China Writers Association or Chinese Writers Association (CWA, ) is a subordinate people's organization of the China Federation of Literary and Art Circles (CFLAC). Founded in July 1949, the organization was initially named the China National Literature Workers Association. In September 1953, it was renamed the China Writers Association. The association's leadership was purged shortly after the 1989 Tiananmen Square protests and massacre. In April 2012, the organization changed its translated name to China Writers Association.

It now has more than 9,000 registered members, with branch associations across the nation. The first CWA Chair was Mao Dun, under the leadership of the then CFLAC Chairman Guo Moruo. In 1985, Mao Dun was succeeded by Ba Jin. The incumbent Chair is Tie Ning since 2006. Other successive Associate Chairs include Ding Ling, Feng Xuefeng, Lao She, Ke Zhongping, Shao Quanlin and Liu Baiyu.

Chairs and Vice-Chairs

Chairs
Mao Dun (1949–1981)
Ba Jin (1984–2005)
Tie Ning (2006–present)

Vice-Chairs
Note: The list is incomplete.

Lao She (1949–1966)
Zhou Yang (1949–1979)

SET OF TASKS>
**A.** According to the China Writers Association text, what was the group called when it was founded in 1949?
**B.** Carry on the China Writers Association text from the point where it stops.
The material that comes after this text is separate from it.

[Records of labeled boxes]
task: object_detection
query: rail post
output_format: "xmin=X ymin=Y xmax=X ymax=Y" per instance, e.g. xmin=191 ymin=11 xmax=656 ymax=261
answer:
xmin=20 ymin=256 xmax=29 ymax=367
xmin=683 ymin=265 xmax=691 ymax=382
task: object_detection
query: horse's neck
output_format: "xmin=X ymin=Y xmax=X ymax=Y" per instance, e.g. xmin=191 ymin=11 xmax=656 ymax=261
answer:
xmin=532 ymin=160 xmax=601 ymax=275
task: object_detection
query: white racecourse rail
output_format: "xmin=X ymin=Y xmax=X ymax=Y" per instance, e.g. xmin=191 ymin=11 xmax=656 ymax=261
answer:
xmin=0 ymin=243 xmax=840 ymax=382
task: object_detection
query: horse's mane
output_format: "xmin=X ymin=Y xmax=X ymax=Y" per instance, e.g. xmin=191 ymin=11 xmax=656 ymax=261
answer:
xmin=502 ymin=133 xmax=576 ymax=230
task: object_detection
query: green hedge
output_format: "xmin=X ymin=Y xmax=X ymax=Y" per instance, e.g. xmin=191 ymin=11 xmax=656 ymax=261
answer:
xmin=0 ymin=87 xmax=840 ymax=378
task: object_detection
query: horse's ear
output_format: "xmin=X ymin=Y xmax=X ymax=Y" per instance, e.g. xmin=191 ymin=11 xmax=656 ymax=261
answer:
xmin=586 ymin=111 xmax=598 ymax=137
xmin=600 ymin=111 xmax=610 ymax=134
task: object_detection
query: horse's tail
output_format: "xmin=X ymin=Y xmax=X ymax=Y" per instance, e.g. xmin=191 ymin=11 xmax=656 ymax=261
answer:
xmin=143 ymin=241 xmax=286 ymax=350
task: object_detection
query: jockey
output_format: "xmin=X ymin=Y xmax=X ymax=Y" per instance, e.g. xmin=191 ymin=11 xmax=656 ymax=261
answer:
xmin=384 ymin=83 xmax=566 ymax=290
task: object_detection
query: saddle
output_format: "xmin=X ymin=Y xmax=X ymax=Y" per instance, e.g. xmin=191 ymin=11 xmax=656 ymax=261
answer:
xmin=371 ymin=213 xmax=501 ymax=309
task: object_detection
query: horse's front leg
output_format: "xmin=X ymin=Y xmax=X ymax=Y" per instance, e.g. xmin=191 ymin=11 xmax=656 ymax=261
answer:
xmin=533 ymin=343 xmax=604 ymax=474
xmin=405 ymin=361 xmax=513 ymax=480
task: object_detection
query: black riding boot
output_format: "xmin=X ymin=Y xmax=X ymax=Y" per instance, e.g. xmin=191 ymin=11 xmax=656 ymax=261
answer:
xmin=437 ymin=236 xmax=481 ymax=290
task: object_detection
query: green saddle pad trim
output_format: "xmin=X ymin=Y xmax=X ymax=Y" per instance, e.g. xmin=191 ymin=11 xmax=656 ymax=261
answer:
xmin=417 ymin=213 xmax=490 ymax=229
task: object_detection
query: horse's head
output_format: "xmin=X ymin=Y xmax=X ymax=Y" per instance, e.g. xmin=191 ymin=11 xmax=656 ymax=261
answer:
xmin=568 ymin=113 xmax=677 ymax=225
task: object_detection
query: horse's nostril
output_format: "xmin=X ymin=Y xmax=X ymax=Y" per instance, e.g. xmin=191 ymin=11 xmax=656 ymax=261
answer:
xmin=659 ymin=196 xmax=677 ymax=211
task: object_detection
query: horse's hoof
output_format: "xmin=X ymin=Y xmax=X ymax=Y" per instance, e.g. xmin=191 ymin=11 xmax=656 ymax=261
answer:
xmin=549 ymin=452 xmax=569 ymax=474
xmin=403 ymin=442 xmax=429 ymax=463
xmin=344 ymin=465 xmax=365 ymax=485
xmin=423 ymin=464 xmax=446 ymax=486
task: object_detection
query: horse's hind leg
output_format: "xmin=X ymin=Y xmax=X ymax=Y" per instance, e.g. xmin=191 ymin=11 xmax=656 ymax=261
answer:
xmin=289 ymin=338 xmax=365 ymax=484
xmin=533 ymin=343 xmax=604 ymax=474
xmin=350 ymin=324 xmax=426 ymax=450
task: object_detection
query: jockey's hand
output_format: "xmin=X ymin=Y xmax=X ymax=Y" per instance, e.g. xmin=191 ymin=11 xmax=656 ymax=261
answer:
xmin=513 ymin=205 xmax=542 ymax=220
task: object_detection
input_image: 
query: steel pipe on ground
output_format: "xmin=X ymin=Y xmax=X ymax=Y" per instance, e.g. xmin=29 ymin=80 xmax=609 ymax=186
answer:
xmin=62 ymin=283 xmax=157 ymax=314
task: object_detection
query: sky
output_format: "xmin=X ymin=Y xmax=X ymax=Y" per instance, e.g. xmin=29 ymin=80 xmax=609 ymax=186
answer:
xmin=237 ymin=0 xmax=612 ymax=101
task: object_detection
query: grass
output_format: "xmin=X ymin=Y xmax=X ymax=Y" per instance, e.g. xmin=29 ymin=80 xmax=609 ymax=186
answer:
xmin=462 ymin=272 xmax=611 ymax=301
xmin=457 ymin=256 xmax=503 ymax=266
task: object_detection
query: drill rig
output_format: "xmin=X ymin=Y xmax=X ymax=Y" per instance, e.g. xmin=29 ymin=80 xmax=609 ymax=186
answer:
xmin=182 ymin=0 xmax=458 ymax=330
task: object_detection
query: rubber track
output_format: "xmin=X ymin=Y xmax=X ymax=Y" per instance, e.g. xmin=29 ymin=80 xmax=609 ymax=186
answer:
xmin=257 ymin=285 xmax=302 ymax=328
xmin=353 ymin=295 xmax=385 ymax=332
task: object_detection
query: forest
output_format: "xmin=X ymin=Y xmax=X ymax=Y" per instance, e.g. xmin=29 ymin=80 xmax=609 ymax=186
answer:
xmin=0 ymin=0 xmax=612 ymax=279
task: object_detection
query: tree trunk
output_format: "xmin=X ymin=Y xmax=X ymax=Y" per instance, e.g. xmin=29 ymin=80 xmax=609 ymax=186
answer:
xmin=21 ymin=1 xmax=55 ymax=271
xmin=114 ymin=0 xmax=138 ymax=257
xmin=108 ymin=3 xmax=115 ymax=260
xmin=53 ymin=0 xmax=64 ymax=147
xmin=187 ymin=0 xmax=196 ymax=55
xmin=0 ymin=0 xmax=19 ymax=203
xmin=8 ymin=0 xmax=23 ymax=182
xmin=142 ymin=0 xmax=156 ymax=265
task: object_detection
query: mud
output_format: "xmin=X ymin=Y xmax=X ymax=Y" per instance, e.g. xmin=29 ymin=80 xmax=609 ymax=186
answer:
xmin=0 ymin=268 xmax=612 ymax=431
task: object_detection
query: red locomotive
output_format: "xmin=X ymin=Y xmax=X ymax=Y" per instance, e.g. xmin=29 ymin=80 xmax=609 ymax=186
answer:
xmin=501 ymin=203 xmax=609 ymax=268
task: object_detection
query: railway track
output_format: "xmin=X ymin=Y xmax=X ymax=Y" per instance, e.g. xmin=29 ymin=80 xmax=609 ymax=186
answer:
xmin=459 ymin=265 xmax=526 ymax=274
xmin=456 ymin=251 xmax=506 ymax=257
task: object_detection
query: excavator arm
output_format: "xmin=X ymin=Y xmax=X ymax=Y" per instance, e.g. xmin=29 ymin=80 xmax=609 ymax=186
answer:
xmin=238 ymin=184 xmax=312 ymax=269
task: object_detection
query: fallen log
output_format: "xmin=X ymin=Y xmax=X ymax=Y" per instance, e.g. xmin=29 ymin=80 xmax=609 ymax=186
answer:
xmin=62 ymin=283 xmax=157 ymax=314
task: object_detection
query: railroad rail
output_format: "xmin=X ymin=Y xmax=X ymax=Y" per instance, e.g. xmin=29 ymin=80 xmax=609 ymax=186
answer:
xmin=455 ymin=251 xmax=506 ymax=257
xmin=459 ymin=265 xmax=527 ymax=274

FINAL ANSWERS>
**A.** The China National Literature Workers Association.

**B.**
Ding Ling (1949–1986)
Liu Baiyu (1953–1984)
He Jingzhi (1979–1984)
Ai Qing (1979–1996)
Lu Wenfu (1984–2001)
Wang Meng (1984–2006)
Li Zhun (1996–2000)
Ye Xin (1996–present)
Huang Yazhou (2001–2006)
Chen Zhongshi (2001–2016)
Zhang Ping (2001–2016)
Liu Heng (2006–present)
Wang Anyi (2006–present)
Zhang Kangkang (2006–present)
Mo Yan (2011–present)
Zhang Wei (2016–present)
Jia Pingwa (2016–present)

Controversy 
In 2017, two vice presidents of the Suzhou branch of the CWA publicly resigned as a protest to what they perceived as the Chinese Communist Party's tightening of control on writers.

Publications 
The Chinese Writers' Association publishes several magazines, including 《人民文学》 Renmin wenxue (People's Literature) (monthly), 《中国作家》 Zhongguo zuojia (Chinese Writer) (bimonthly), 《诗刊》 Shi kan (Poetry) (monthly), 《民族文学》 Minzu wenxue (Folk Literature) (monthly), 《小说选刊》 Xiaoshuo xuankan (Selected Novels) (monthly), and Newspaper of Art (weekly). Its publishing arm is the Chinese Writers Publishing House. It also issues 《文艺报》 Wen yi bao (Literature and Art Newspaper) (currently three times a week).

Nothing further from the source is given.